## Record extracts
■ ■ ■

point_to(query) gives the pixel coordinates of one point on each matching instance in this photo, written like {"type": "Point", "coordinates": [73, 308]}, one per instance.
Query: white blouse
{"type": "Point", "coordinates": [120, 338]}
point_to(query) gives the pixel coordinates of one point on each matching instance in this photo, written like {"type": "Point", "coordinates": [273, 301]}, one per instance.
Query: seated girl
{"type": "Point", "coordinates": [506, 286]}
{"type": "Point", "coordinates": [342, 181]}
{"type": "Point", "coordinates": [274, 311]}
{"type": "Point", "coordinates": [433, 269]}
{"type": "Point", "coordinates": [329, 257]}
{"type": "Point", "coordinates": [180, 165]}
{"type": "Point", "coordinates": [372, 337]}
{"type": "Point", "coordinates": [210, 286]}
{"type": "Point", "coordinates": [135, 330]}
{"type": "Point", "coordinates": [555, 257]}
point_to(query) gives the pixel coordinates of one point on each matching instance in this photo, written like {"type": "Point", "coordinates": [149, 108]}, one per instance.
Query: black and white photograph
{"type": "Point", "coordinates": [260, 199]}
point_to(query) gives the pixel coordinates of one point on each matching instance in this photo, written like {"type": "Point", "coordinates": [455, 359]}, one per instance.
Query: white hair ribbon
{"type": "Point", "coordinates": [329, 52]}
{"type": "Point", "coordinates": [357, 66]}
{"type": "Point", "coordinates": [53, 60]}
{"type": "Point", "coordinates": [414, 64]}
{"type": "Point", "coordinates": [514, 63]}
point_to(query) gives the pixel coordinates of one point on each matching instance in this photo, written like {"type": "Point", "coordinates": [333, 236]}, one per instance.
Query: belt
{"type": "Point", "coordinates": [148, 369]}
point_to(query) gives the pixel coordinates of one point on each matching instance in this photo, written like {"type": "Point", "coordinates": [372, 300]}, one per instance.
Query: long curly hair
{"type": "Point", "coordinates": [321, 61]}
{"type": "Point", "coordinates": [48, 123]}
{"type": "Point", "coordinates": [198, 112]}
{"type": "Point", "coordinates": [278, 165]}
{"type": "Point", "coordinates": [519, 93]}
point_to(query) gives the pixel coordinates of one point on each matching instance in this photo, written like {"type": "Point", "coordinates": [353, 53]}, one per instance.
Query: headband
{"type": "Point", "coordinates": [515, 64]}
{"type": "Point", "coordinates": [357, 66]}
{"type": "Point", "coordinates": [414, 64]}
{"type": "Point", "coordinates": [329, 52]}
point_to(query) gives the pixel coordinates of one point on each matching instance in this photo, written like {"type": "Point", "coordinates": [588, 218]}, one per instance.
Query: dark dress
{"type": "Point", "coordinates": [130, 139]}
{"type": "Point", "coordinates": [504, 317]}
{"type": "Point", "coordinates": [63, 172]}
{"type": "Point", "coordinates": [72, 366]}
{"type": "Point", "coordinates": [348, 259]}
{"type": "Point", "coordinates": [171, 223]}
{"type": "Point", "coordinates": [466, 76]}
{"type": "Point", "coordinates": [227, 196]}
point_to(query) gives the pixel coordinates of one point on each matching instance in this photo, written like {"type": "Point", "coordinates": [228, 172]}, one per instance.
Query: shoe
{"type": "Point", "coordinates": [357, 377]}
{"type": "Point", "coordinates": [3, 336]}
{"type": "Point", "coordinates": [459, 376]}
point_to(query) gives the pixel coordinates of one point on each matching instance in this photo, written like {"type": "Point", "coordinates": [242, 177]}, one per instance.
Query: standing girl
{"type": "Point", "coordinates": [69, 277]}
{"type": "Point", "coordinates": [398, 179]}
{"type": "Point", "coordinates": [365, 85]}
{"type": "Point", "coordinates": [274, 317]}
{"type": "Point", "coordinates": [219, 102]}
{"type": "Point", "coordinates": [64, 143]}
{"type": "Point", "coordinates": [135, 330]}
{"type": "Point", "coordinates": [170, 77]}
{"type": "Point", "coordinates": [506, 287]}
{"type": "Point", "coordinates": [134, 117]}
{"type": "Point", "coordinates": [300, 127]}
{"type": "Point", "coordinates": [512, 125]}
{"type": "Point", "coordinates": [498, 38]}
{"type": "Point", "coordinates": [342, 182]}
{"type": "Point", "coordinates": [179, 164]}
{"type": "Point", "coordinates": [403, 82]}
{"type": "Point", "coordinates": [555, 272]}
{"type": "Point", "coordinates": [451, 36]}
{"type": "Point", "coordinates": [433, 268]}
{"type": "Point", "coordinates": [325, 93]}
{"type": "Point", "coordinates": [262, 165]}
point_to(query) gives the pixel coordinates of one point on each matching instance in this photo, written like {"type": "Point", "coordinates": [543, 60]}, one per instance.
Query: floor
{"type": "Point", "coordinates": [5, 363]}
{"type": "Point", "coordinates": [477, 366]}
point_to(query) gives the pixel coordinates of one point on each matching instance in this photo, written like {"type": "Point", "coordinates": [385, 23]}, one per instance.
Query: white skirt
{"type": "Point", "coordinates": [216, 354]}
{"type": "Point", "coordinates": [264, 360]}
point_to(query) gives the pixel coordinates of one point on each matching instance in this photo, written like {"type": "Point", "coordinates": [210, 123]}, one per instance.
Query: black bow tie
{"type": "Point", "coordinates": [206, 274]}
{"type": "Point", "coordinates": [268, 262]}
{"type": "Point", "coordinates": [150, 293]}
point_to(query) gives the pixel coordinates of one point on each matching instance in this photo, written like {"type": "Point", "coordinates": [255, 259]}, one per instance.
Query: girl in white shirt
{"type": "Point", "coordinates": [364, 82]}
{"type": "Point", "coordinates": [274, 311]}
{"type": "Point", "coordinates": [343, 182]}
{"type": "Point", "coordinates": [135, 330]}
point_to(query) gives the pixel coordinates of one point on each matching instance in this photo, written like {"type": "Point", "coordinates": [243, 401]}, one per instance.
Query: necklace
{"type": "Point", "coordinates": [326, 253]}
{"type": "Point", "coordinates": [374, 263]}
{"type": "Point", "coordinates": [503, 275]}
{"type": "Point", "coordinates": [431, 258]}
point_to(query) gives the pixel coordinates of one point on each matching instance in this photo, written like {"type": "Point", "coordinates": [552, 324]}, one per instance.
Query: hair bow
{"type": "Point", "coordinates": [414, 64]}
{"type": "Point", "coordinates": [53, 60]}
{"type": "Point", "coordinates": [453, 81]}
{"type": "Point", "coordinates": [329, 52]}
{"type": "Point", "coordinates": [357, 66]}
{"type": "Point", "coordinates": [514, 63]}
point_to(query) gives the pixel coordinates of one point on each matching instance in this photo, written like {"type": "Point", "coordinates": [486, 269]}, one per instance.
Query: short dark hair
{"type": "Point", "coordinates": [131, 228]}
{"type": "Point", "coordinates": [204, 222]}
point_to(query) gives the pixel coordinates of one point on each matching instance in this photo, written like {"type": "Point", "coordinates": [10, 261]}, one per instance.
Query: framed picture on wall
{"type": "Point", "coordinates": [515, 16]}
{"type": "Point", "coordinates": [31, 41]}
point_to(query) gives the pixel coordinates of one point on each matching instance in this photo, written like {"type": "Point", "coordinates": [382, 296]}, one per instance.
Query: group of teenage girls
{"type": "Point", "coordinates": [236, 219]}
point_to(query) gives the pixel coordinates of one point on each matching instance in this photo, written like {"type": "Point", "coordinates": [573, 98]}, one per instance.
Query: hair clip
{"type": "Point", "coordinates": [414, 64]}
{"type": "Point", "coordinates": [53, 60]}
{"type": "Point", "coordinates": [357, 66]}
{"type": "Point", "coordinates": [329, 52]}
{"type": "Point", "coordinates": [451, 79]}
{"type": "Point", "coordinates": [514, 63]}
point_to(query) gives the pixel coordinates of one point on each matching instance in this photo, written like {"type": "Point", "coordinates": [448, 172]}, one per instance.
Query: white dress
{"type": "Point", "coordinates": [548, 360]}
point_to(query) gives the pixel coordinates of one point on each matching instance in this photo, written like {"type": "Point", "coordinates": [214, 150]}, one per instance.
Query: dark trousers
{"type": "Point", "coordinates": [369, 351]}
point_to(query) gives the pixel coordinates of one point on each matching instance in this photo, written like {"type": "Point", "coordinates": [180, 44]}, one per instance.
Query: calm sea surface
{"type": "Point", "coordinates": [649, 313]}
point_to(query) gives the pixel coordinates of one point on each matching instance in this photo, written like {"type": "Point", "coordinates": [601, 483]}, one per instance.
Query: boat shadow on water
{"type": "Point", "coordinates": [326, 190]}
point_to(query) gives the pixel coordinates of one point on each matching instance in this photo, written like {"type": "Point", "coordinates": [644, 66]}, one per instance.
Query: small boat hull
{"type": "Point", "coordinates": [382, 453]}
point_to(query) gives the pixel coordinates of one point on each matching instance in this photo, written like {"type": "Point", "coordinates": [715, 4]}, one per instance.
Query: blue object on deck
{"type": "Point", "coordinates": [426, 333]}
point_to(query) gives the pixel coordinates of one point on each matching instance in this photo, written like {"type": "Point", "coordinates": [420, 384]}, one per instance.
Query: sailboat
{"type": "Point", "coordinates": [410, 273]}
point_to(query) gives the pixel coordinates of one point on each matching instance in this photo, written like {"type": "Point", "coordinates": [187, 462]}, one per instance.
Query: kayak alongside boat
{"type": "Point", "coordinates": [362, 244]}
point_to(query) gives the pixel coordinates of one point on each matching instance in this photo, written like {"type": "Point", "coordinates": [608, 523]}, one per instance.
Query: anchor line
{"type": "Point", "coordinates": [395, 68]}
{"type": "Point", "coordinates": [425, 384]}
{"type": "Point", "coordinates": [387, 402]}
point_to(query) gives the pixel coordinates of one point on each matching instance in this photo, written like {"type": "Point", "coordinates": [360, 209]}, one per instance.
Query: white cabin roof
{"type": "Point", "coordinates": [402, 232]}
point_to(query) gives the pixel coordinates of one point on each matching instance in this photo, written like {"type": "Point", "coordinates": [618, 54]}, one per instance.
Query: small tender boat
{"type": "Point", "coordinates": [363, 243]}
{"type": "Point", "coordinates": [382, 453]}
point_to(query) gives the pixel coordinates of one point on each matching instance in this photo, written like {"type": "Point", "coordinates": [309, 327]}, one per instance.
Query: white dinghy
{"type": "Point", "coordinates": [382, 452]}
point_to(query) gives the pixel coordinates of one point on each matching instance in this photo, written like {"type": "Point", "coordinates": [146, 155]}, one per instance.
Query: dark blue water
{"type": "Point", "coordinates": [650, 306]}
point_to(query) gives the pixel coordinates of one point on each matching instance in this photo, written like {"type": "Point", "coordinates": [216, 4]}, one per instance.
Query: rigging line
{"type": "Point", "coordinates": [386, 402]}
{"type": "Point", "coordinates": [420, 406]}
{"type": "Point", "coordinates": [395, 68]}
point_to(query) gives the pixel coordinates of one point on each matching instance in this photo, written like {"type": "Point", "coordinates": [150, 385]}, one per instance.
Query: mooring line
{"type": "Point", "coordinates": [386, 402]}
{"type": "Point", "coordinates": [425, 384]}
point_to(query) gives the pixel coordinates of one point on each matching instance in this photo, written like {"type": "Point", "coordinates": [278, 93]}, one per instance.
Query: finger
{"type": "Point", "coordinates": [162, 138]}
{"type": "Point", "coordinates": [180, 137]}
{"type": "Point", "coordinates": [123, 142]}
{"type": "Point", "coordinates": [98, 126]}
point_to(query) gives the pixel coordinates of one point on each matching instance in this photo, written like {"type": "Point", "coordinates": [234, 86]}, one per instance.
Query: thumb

■ ■ ■

## What the task requires
Please pick out each line of the items above that contains the word "blue". Case counts.

## Answer to this problem
Query: blue object on deck
Query: dark blue water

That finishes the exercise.